Transcribe all the entries word for word, omitting any pictures they contain.

--- Start ---

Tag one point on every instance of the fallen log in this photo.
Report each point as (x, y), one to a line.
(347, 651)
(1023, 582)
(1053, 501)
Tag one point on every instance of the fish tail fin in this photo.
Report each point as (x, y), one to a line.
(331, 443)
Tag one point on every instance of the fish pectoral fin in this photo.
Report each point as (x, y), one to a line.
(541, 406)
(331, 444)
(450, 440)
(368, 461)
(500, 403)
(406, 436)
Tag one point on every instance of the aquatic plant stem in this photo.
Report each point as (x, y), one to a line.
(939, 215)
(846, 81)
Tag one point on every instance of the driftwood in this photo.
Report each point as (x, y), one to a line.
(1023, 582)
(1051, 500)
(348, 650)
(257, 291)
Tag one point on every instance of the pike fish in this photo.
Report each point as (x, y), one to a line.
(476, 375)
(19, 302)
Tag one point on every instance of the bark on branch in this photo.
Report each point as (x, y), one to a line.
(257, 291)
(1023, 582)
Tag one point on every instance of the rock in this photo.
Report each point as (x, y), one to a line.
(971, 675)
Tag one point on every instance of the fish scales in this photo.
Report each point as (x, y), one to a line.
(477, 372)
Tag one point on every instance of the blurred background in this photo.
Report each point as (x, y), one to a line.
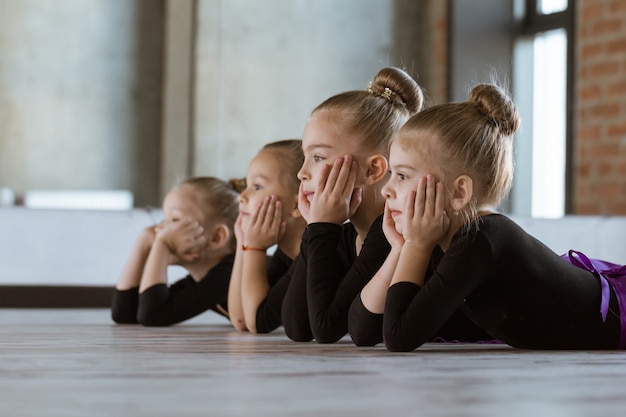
(109, 103)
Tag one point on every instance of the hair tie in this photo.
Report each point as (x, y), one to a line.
(387, 92)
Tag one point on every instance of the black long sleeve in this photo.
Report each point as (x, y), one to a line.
(268, 316)
(161, 305)
(508, 283)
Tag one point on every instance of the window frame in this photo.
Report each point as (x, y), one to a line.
(533, 23)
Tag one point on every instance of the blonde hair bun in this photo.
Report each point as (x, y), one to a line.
(398, 87)
(496, 105)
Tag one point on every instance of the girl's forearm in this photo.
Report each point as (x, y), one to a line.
(155, 270)
(235, 308)
(374, 294)
(254, 285)
(133, 269)
(412, 264)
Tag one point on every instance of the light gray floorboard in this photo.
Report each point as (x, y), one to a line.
(77, 363)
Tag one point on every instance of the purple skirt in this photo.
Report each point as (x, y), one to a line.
(611, 276)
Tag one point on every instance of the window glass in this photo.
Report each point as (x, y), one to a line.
(549, 124)
(551, 6)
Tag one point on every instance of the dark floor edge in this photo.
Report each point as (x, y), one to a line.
(54, 296)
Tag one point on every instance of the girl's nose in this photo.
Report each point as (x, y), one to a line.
(303, 173)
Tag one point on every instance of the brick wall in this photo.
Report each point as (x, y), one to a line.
(600, 113)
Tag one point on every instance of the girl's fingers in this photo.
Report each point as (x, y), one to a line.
(420, 197)
(334, 173)
(409, 210)
(352, 174)
(346, 176)
(324, 178)
(440, 203)
(429, 208)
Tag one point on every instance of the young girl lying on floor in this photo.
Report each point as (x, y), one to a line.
(197, 234)
(268, 216)
(451, 165)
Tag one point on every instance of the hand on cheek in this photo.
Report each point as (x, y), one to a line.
(185, 239)
(394, 238)
(266, 225)
(426, 221)
(336, 199)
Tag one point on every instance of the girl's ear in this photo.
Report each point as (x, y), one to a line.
(219, 237)
(295, 212)
(462, 192)
(376, 169)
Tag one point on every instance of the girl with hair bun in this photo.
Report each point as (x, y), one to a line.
(197, 234)
(346, 145)
(451, 166)
(268, 216)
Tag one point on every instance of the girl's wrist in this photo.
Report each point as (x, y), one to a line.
(252, 248)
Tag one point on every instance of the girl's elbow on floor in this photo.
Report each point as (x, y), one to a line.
(239, 324)
(401, 344)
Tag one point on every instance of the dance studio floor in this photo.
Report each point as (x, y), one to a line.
(75, 362)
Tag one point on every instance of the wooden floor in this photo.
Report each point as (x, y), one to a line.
(75, 362)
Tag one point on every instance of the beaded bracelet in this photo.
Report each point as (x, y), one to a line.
(244, 247)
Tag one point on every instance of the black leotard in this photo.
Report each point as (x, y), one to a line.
(512, 286)
(163, 305)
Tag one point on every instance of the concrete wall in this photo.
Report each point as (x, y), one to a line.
(80, 95)
(262, 66)
(111, 94)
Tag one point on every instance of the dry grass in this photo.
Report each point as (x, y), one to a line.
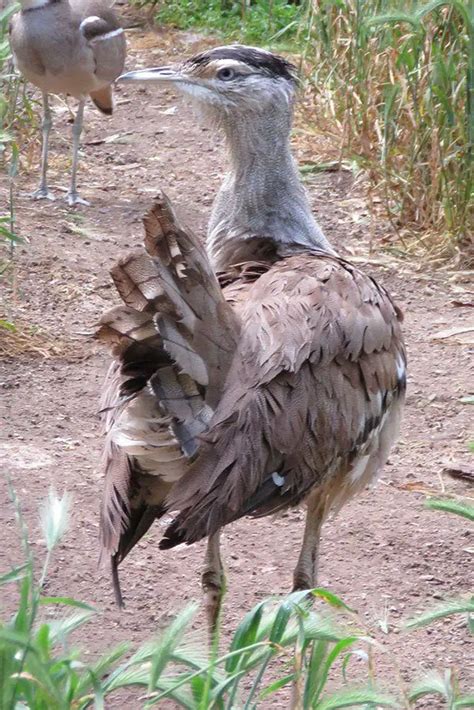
(22, 339)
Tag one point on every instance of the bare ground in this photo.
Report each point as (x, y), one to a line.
(384, 554)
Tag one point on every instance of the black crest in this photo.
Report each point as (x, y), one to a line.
(271, 64)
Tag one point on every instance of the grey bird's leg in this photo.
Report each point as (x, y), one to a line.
(42, 193)
(72, 196)
(213, 582)
(306, 570)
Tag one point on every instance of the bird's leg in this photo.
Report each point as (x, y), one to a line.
(42, 193)
(72, 196)
(305, 573)
(213, 582)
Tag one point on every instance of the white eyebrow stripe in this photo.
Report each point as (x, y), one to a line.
(89, 20)
(108, 35)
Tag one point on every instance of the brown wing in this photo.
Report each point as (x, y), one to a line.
(317, 378)
(145, 448)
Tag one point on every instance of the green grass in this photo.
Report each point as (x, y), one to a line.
(280, 642)
(289, 642)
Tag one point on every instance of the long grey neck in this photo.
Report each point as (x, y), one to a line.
(262, 195)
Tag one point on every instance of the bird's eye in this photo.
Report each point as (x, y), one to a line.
(226, 74)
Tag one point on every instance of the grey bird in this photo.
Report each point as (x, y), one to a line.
(74, 47)
(278, 369)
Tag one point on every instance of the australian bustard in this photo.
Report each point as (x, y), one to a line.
(285, 386)
(74, 47)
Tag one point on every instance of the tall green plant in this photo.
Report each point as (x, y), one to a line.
(445, 684)
(297, 645)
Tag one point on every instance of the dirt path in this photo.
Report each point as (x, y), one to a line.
(384, 554)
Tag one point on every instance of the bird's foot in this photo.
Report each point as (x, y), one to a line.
(42, 193)
(73, 199)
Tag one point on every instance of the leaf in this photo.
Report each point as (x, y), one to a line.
(466, 510)
(331, 598)
(273, 687)
(66, 601)
(61, 628)
(353, 698)
(433, 683)
(166, 644)
(15, 574)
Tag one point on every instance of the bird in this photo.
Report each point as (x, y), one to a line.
(286, 364)
(74, 47)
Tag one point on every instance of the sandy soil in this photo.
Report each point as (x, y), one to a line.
(384, 554)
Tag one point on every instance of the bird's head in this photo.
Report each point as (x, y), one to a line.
(231, 80)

--- End ---

▶ _Correct result_:
Tag one point on every instance of the fallen log in this photo.
Report each point as (x, y), one to a line.
(347, 651)
(1023, 582)
(1053, 501)
Tag one point on every instance of the fish tail fin in this photo.
Report each point as (x, y), one to a line.
(331, 443)
Tag one point on every instance of the fish pectoral fin in this photo.
Report each point as (x, y), one to a line.
(541, 406)
(331, 444)
(450, 440)
(368, 461)
(500, 403)
(406, 436)
Tag one point on every instance of the aquatic plant stem in this photo.
Report each point as (x, y), one to a line.
(939, 215)
(846, 81)
Tag one point on every instance of the driftwood in this photo.
Report each point as (x, y), one to a line.
(1023, 582)
(1051, 500)
(348, 650)
(257, 291)
Tag one point on every instance of the pike fish in this photo.
Report each point as (x, y), one to a line.
(476, 375)
(19, 302)
Tag one point on every instance of the bark on branch in this photo.
Report each point as (x, y), one to a line.
(257, 291)
(1023, 582)
Tag one point on every instance of the rock in this photo.
Report each point as (x, y), one to a line.
(971, 675)
Tag one point on every instance of the fish scales in this photo.
Report each point as (x, y), one to a line.
(477, 372)
Tag one point on every instance of the blurred background in this photo.
Report each point as (x, y), one to a line.
(109, 103)
Tag one point on every instance of the hair tie in this photo.
Report each point as (x, y), one to a line.
(387, 92)
Tag one point on every instance of the black long sleeve in this photo.
Report each point as (x, y), one to a line.
(268, 316)
(161, 305)
(508, 283)
Tag one point on every instance of the window frame in this photo.
Report each point as (x, y), one to a line.
(533, 23)
Tag one point on every instance of the blonde hair bun in this photo.
Report each point as (x, y), one to a line.
(398, 87)
(496, 105)
Tag one point on every instance of the girl's forearm in this photo.
Report each point as (x, y), one to a line.
(155, 270)
(235, 308)
(374, 294)
(254, 285)
(133, 269)
(412, 264)
Tag one point on every instance of the light gray floorboard in this photo.
Report each point as (x, y), one to a line.
(77, 363)
Tag one point on every instance of the purple skirt in this photo.
Report each point as (x, y), one to a line.
(611, 276)
Tag one point on every instance of the window glass in this photo.
Report each point as (x, y), one to a line.
(549, 124)
(551, 6)
Tag one point on every instance of the dark floor edge in this photo.
Report each point as (x, y), one to a line.
(54, 296)
Tag one point on every instance of the girl's nose in this photo.
Report each point as (x, y), one to a line.
(303, 173)
Tag one point on every instance of the brick wall in this photo.
Report each point as (x, y), one to a line.
(600, 113)
Tag one point on every instance of the girl's fingers in this photo.
Report each point as (x, y), one to a line.
(420, 197)
(334, 173)
(409, 210)
(352, 174)
(346, 176)
(324, 178)
(440, 203)
(429, 208)
Tag one point on every instance of the young girl lying on floor in this photo.
Report each point as (x, y), one to a line.
(197, 234)
(268, 216)
(451, 165)
Tag one point on every instance of the hand on cheek in this photo.
Report each point as (x, y), one to a line.
(185, 239)
(394, 238)
(266, 225)
(426, 221)
(336, 199)
Tag one point on every instance of the girl's ear in this photo.
Report each point as (x, y), one to a line.
(219, 237)
(295, 212)
(462, 192)
(376, 169)
Tag one point on every instance of the girl with hair bun in this photo.
Report each point as (x, y), one to a line.
(197, 234)
(346, 145)
(451, 166)
(268, 216)
Tag one point on every instance of the girl's wrist in this photo.
Report each point as (x, y), one to a line.
(252, 248)
Tag one point on every instance of the girl's elbow on floor in this photo.
Report each point as (x, y), one to a line.
(239, 324)
(401, 344)
Tag one point on every instance of the dance studio floor in this photo.
Report each point as (x, y), one to a line.
(75, 362)
Tag one point on every instance of the wooden floor in this photo.
Report each point as (x, y), one to a line.
(75, 362)
Tag one point on every instance of the beaded bracelet in this photo.
Report each point as (x, y), one to a line.
(244, 247)
Tag one point on every instance of the black leotard in this photo.
Report each point as (x, y), one to a line.
(512, 286)
(163, 305)
Tag one point on every instance of the concrete wall in this photo.
Report each point as (x, y), one to a line.
(80, 95)
(262, 66)
(111, 94)
Tag one point on every instance of the dry grass in this photo.
Report each point as (x, y), one to a line.
(22, 339)
Tag one point on every instance of the bare ground in this photo.
Report each point as (x, y), one to a line.
(384, 554)
Tag one point on every instance of the black crest in this photo.
Report each point as (x, y), one to a line.
(271, 64)
Tag one point on every instance of the grey bird's leg in this photo.
Report each point as (x, y), one to a line.
(42, 193)
(72, 196)
(213, 582)
(306, 570)
Tag one point on every instance of the bird's leg in this photo.
Report each point as (x, y), one to a line.
(42, 193)
(72, 196)
(305, 573)
(213, 582)
Tag one point on every instance of the white eyebrow stripe in this photo.
Report each point as (x, y), one to a line.
(89, 20)
(108, 35)
Tag one point on every instance of the brown wing in this photo.
Report each point as (x, y), one to a line.
(317, 378)
(145, 448)
Tag one point on every instance of the green grass in this photo.
Report each point as (x, y), one to a line.
(280, 642)
(289, 642)
Tag one point on every instance of the long grey neck in this photo.
Report each point as (x, y), one to a line.
(262, 195)
Tag one point on every instance of the bird's eye in this photo.
Report each point as (x, y), one to a line.
(226, 74)
Tag one point on every instance of the grey bird in this photo.
Report each point as (x, y), one to a line.
(74, 47)
(278, 369)
Tag one point on every instance of the australian bustard in this photo.
Report each point as (x, y), one to a line.
(285, 386)
(74, 47)
Tag one point on every instance of the tall green plant in this photo.
Report each point as (x, y), one to a line.
(445, 684)
(297, 645)
Tag one point on every instance of the dirt path in this photo.
Report each point as (x, y), one to a line.
(384, 554)
Tag one point on every instance of the bird's foot in this photo.
Report each point as (x, y), one to a line.
(42, 193)
(73, 199)
Tag one point on every instance of the leaf in this photo.
Report each point as (x, y), one to a line.
(466, 510)
(331, 598)
(273, 687)
(66, 601)
(61, 628)
(353, 698)
(433, 683)
(166, 644)
(15, 574)
Tag one point on every instance of the bird in this photo.
Report each point as (x, y), one to a line.
(286, 364)
(74, 47)
Tag one point on every instance of the sandy soil in this photo.
Report each point as (x, y), one to a line.
(384, 554)
Tag one point on every instance of the bird's head in this photo.
Report each point as (x, y), one to a line.
(231, 80)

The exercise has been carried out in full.